● Prompt 1: Summarize the business news roundup in three sentences.
● Prompt 2: Continue the business news roundup, picking up after its final sentence.

**** Extract to read

Here are five things you need to know this morning:

Stock markets hit all-time highs: The week started with the general sense that Nvidia was either going to save the stock market or mark the start of a turn toward the negative. And ever since the chipmaker posted those blowout results late Wednesday, the bulls have been on parade. The S&P500, the Dow Jones and the Nasdaq 100 closed at all-time highs on Thursday, and while premarket trading suggests a slight pullback on Friday, the run-up has been impressive to watch. The TSX is still about three per cent away from joining the all-time-high party, and while it’s entirely possible there could be many more gains to come, the dominance of big tech names like Nvidia is giving us some pause. After adding US$277 billion to its market cap on Thursday, Nvidia is now worth just shy of $2 trillion. That’s more than the S&P 500’s entire energy sector is worth. “Be a little cautious on concentration risk,” Brianne Gardner, senior wealth advisors at Velocity Investment Partners, Raymond James told BNNBloomberg’s The Street on Friday morning. The five biggest tech names on the S&P currently make up 26 per cent of the index’s market cap right now. In the dotcom bubble, the ratio was 18 per cent. “I’m not saying we are in the exact same situation but I would say caution is warranted,” she said.

Another Canadian airline bites the dust: In the tradition of Canada 3000, Jetsgo and frankly too many more to count, another Canadian airline has gone bust and left travelers in the lurch as Calgary based discount flyer Lynx Air has announced it is halting operations as of Monday. The company said in a release late Thursday that it had obtained court protection from its creditors, and is advising customers who have booked tickets to seek refunds from their credit card companies. The company says no flights will happen after Monday morning. It’s unknown how many travellers might be impacted — or what the status of flights between Friday and Sunday might be — but the saga is yet another black eye for Canada’s airline business. After less than two years in operation, they’re done.

Reddit makes IPO plans official: The company that calls itself “The Front Page Of The Internet” is poised to write a new chapter in its story as Reddit announced on Thursday that it plans to go public in an IPO sometime soon. The plans have been an open secret for more than a year now, but seeing confirmation from the company on Thursday was still a momentous development. Financial terms won’t be revealed until paperwork later this year, but Bloomberg says the IPO could happen as soon as next month and value the company at US$5 billion. That’s down from the $10 billion the company was worth in 2021 when it raised more than $1 billion in a financing round. The San Francisco-based company average 73 million daily active users in the fourth quarter, according to a regulatory filing, but lost $90 million on revenue of $800 million last year. Despite that, Reddit’s IPO is on track to be one of the biggest of the year and certainly one of the most significant.

********
**** Data supplied

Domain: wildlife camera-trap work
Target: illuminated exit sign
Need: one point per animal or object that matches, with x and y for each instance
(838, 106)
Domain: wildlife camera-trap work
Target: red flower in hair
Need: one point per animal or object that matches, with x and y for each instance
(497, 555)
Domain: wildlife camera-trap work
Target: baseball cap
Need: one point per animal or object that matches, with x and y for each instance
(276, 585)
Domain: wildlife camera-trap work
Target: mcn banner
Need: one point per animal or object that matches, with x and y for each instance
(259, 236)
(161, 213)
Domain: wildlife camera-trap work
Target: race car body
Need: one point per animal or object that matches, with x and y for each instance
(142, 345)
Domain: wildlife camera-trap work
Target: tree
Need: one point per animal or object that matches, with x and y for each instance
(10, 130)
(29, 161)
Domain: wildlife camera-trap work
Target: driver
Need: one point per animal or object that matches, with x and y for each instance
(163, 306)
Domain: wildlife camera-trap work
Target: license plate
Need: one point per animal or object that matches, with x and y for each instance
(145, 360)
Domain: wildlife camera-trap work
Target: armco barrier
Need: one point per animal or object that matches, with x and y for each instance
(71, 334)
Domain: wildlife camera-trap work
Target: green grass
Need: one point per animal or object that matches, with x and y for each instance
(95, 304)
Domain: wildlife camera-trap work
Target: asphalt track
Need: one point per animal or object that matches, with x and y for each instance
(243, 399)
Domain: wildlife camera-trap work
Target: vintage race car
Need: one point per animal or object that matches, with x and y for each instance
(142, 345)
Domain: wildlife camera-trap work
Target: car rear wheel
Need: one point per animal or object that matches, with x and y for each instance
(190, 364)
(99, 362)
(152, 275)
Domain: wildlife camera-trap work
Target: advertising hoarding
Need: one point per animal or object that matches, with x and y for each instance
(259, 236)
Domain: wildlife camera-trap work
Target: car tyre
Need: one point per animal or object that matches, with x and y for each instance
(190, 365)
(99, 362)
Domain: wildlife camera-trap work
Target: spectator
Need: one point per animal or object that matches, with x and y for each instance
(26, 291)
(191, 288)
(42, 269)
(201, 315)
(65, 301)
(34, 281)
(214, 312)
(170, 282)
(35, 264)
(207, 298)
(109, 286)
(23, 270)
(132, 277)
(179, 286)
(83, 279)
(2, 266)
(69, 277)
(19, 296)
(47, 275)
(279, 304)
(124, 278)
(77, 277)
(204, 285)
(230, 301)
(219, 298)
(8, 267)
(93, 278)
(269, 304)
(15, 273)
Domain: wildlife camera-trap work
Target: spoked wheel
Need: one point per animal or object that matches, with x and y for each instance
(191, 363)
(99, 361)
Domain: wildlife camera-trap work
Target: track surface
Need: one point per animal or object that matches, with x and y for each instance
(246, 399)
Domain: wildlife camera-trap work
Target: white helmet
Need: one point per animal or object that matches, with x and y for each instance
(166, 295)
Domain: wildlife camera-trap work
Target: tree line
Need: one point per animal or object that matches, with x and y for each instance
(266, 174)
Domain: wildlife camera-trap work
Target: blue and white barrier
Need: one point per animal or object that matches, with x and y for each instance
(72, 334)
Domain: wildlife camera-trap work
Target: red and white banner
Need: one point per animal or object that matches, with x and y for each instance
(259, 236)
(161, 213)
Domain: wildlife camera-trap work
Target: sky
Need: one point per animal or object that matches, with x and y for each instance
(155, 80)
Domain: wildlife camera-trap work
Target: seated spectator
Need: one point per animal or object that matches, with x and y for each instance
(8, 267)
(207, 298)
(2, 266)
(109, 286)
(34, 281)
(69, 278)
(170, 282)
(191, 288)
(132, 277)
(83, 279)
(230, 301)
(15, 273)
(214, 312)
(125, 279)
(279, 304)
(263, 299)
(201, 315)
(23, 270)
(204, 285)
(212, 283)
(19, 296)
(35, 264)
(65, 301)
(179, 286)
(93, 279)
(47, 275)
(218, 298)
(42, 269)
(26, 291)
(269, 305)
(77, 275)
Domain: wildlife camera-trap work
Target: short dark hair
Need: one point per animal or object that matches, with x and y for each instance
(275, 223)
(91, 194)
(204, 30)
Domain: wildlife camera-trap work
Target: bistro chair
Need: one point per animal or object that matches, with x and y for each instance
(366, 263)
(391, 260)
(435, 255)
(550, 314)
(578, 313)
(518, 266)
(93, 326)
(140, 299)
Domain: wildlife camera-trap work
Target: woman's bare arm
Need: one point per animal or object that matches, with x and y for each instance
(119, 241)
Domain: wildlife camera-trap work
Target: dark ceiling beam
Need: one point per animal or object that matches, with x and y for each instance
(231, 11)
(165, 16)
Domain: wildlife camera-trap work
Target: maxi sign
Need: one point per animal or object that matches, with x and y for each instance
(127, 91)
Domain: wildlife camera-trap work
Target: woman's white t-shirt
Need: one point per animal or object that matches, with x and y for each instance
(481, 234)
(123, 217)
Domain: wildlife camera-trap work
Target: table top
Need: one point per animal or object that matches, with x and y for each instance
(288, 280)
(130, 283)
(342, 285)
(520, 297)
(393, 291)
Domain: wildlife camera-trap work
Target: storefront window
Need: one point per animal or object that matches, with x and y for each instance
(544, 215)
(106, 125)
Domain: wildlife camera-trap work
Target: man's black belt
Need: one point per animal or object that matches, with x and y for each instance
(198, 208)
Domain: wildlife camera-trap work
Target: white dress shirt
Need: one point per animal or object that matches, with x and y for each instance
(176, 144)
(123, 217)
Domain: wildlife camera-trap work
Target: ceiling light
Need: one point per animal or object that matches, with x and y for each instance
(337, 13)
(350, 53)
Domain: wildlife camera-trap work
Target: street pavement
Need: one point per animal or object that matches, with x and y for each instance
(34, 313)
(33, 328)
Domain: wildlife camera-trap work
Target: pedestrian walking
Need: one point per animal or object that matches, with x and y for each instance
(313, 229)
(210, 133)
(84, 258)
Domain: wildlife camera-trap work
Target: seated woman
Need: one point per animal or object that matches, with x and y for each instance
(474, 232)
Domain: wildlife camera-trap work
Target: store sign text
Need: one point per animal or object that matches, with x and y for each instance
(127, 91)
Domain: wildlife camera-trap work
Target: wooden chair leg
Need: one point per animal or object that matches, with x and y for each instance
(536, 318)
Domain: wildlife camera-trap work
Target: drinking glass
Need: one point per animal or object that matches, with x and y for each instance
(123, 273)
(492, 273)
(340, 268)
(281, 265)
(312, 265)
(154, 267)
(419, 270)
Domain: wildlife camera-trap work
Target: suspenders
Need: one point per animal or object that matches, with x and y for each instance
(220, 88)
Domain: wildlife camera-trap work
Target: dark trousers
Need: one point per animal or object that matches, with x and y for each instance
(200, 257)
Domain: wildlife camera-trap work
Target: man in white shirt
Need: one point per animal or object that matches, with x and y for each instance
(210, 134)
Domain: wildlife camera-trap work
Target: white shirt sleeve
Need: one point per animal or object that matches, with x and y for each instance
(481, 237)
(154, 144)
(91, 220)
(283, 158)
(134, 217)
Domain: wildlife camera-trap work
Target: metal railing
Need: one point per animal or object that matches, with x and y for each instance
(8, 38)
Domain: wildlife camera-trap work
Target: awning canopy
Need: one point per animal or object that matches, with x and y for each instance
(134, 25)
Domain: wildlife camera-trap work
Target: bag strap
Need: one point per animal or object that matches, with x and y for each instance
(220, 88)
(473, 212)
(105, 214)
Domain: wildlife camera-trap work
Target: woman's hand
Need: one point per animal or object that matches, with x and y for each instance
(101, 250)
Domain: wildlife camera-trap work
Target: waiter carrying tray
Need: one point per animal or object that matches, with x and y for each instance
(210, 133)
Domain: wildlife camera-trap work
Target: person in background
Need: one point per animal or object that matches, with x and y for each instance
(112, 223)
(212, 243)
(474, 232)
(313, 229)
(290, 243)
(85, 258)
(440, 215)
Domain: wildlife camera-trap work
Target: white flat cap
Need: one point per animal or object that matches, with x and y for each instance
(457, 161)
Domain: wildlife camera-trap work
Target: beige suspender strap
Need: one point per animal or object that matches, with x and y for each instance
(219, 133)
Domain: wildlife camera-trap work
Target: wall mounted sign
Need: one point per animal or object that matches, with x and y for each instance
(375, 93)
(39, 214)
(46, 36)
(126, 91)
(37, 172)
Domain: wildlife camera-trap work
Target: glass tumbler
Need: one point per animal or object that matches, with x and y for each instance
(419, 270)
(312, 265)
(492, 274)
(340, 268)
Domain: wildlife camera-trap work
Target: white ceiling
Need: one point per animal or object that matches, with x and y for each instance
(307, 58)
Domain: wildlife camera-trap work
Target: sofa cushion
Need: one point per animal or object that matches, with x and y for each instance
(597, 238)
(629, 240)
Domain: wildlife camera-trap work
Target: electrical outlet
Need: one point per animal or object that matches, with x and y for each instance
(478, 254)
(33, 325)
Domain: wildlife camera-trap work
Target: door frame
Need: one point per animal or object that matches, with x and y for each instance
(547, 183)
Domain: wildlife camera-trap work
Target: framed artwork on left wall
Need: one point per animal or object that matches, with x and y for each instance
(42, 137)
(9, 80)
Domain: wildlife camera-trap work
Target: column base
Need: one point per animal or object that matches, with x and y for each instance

********

● Written response 1: The S&P 500, the Dow Jones and the Nasdaq 100 closed at all-time highs on Thursday after Nvidia's blowout results, though a wealth advisor urged caution about concentration risk in big tech names. Calgary-based discount carrier Lynx Air obtained court protection from its creditors and said it is halting operations as of Monday, advising customers to seek refunds from their credit card companies. Reddit announced it plans to go public, and Bloomberg says the IPO could happen as soon as next month at a valuation of US$5 billion.

● Written response 2:
Lunar lander makes history: It may have taken a half century, but mankind made another giant leap into space exploration on Thursday thanks to a small step by Intuitive Machines Inc. The company’s unmanned lunar lander, the Odysseus, successfully touched down on the surface of the moon on Thursday evening, becoming the first U.S. craft to do so since 1972 and the first privately owned firm to do so ever.  Two previous attempts by Israeli and Japanese firms either crashed or lost contact, so the development is a coup for Intuitive Machines, and the Houston-based company’s stock responded the way you’d think: by mooning. Shares were up by about 48 per cent at one point in premarket trading on Friday, although they’re giving up some gains headed into the open. The stock — ticker symbols LUNR of course — has tripled in value since the start of 2024.

Carvana’s a comeback kid: Hat tip to Amber Kanwar for this one, who excitedly noted this morning that shares of used-car retailer Carvana are surging in the pre-market after giving a very robust profit forecast. While the 28 per cent pre-market rally is impressive, you have to take a step back to fully appreciate this story. Carvana rode the used-car frenzy during the pandemic, embarked on a bold expansion plan and piled on debt. That all came crashing down as used-car prices came back down to earth. Carvana is down more than 80 per cent since its pandemic peak. Just 18 months ago the word bankruptcy was being tossed around, and might have happened, except this isn’t a company run by any old CEO. It is run and controlled by a father-son duo who founded the company and clearly weren’t going to go away without a fight. While this latest quarter still shows the company is struggling, its forecast of current quarter profit “significantly above US$100 million” has the shorts running scared. Nearly 33 per cent of shares outstanding are short. To be sure, troubles still linger. It has $5 billion of net debt and its interest payments are expected to exceed profitability this year. But the stock is up more than 1,000 per cent since it bottomed in 2022 and I wouldn’t count the founders out just yet!